### PROBLEM REQUIREMENTS
Select every line of the data below that contains the word "wildflower". Case counts.

Dataset excerpt:
◇ ◇ ◇
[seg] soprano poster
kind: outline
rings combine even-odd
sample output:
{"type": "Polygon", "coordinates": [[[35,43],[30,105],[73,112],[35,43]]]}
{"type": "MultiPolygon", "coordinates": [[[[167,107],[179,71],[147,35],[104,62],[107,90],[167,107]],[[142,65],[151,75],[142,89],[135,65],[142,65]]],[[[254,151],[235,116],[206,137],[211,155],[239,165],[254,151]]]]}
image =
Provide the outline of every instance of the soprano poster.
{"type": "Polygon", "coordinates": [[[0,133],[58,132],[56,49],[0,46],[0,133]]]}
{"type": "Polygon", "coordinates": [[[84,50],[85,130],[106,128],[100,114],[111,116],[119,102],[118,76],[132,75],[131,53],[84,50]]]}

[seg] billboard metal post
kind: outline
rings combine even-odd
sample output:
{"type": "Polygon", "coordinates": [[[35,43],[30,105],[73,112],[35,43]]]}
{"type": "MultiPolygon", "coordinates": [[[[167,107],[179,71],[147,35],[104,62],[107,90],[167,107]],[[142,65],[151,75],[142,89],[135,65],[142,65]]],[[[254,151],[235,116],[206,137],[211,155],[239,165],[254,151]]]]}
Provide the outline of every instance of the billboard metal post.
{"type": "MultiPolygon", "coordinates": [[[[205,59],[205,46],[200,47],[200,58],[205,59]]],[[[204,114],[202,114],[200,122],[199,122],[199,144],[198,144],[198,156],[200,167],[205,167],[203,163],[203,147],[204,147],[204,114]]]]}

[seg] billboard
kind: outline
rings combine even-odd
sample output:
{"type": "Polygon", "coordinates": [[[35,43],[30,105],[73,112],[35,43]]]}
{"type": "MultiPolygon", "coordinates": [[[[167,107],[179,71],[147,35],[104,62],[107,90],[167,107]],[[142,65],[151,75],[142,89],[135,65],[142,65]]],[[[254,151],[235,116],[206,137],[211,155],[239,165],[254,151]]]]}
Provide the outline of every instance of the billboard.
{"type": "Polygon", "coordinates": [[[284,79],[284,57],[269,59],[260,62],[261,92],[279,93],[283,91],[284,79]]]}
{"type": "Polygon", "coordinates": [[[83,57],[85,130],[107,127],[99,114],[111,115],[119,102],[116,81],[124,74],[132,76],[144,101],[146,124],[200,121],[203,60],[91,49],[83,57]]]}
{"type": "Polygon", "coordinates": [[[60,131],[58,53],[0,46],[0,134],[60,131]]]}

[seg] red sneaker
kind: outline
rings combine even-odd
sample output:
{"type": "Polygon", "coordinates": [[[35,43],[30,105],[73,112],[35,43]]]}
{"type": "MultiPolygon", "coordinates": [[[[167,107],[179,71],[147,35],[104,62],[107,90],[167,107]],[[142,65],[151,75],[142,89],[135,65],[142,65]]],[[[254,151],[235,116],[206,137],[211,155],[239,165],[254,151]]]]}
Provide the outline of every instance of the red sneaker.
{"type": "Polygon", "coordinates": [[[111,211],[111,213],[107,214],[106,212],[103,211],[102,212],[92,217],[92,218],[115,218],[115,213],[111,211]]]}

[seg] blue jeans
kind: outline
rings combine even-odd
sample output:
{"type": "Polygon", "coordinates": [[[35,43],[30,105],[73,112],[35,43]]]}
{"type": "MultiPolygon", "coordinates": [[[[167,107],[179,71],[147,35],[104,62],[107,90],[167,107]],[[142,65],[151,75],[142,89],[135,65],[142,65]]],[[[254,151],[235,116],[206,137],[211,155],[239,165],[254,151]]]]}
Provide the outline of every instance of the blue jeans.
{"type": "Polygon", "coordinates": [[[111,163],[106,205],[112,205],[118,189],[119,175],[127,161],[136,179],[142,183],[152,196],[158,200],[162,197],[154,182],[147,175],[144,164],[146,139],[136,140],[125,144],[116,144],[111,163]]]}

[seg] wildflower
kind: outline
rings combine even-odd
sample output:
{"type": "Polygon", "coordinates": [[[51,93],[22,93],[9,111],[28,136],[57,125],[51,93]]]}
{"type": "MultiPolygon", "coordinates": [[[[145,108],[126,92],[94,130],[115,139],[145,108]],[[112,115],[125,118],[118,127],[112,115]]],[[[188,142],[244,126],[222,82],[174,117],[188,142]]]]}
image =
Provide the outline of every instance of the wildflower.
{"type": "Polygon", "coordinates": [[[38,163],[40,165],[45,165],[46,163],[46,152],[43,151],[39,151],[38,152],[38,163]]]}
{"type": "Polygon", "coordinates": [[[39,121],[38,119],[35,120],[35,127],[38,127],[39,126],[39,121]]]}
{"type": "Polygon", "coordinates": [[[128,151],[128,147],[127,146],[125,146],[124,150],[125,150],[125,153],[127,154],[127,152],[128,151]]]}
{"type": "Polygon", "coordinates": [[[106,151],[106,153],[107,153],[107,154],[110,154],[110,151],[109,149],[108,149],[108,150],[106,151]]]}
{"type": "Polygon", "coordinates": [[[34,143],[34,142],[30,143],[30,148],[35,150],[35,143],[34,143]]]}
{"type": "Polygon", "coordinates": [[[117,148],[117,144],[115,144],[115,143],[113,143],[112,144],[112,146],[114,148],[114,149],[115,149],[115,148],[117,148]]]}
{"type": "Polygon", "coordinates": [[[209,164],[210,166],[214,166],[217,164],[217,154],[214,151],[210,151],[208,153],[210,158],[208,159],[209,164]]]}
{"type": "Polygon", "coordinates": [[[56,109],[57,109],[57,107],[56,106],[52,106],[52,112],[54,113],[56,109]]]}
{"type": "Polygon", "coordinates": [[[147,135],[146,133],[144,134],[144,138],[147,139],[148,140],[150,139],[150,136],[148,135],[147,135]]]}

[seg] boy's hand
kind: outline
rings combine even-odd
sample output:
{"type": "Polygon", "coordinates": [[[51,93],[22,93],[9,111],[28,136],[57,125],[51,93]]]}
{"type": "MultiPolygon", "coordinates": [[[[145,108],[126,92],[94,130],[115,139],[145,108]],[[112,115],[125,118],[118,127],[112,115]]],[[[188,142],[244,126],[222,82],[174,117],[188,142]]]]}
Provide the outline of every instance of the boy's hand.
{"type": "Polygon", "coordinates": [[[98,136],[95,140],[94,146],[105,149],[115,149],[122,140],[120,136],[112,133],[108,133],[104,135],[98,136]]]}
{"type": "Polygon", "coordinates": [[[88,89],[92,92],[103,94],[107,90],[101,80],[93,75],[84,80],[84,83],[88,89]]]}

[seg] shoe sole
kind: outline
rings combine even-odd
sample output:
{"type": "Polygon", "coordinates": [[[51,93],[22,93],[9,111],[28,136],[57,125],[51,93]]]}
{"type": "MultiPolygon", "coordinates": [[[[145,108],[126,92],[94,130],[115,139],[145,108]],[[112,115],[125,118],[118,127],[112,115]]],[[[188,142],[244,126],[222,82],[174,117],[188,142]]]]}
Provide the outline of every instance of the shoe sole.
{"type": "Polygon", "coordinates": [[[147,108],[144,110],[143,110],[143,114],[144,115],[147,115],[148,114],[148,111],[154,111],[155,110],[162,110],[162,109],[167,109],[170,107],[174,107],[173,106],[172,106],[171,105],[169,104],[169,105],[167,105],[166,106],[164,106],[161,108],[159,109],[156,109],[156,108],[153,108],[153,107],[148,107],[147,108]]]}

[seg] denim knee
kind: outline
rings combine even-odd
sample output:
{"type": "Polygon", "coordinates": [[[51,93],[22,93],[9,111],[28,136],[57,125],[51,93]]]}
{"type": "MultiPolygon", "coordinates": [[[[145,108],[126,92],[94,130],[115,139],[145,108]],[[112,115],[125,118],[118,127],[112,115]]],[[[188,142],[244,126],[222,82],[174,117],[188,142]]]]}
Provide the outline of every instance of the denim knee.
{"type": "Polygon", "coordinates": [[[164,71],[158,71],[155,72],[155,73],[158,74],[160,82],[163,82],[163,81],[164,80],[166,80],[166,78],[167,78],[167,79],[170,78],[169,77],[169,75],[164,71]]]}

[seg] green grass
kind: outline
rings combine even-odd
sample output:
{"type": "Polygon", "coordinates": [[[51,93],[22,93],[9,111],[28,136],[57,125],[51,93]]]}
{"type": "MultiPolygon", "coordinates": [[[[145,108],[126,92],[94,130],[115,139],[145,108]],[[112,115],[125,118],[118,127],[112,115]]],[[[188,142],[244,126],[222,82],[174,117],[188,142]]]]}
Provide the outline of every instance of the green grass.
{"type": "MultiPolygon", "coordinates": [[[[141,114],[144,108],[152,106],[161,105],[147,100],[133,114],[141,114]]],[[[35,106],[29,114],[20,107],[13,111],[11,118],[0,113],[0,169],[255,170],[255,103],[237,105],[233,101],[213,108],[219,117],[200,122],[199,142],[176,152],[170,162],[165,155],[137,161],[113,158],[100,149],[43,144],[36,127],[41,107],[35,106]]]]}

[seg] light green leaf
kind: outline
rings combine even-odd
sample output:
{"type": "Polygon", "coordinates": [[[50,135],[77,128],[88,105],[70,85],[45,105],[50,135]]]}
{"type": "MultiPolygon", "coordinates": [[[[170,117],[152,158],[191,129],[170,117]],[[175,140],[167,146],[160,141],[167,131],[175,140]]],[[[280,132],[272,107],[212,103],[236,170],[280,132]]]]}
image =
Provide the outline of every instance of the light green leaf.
◇ ◇ ◇
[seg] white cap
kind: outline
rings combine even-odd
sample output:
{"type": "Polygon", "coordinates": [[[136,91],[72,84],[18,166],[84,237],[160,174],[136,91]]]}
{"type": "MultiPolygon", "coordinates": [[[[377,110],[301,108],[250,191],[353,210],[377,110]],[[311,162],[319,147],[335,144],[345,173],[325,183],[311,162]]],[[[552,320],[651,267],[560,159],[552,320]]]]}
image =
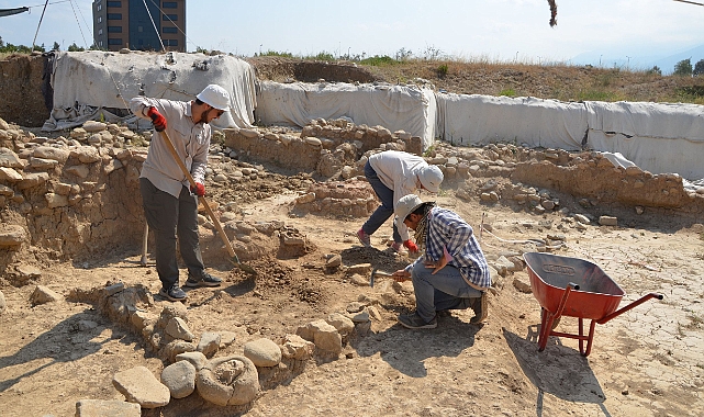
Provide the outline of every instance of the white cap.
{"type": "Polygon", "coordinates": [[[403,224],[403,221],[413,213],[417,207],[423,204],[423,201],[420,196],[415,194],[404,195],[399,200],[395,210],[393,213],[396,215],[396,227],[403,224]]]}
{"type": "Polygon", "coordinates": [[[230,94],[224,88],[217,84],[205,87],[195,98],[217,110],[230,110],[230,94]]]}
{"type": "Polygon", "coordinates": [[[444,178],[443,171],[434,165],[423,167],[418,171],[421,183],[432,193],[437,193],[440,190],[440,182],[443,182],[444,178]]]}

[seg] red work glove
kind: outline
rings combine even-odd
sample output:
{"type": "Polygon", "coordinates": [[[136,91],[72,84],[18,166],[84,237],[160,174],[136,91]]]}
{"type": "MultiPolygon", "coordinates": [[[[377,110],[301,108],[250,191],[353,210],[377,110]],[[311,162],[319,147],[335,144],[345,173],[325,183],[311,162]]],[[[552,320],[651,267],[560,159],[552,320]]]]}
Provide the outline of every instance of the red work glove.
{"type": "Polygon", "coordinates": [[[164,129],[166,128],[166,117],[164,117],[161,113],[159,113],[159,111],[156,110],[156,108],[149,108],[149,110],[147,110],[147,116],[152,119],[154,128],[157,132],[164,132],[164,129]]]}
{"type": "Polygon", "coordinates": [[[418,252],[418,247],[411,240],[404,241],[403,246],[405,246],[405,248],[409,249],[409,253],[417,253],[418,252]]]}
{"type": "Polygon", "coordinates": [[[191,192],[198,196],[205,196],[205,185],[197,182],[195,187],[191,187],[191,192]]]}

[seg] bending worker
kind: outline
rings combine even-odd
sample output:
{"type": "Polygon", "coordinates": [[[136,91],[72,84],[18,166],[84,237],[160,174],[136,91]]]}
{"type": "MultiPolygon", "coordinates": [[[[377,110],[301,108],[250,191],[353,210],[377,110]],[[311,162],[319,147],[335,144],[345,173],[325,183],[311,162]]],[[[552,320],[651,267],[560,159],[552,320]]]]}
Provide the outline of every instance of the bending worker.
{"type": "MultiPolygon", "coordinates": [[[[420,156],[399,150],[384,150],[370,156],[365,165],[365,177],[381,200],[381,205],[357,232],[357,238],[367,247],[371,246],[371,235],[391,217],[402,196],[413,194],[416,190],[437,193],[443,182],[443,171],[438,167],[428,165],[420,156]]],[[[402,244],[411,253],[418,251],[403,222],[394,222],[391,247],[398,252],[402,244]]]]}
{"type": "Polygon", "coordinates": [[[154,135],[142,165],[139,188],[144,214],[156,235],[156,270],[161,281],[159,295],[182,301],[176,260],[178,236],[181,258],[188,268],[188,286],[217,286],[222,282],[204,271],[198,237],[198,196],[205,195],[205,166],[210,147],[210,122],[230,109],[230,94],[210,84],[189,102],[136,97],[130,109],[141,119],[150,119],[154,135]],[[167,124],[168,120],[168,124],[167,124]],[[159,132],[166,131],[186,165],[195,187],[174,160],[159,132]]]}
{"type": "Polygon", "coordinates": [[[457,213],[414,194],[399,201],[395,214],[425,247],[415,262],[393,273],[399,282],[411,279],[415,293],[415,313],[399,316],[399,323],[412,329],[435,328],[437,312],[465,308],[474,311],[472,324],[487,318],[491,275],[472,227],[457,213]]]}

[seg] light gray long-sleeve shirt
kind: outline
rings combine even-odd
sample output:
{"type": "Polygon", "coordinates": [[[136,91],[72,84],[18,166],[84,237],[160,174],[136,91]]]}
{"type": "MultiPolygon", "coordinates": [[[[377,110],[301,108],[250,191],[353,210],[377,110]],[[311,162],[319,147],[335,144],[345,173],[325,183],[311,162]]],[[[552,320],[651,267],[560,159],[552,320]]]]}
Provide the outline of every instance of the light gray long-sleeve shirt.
◇ ◇ ◇
### TASK OUTPUT
[seg] wildflower
Provide the outline of every instance of the wildflower.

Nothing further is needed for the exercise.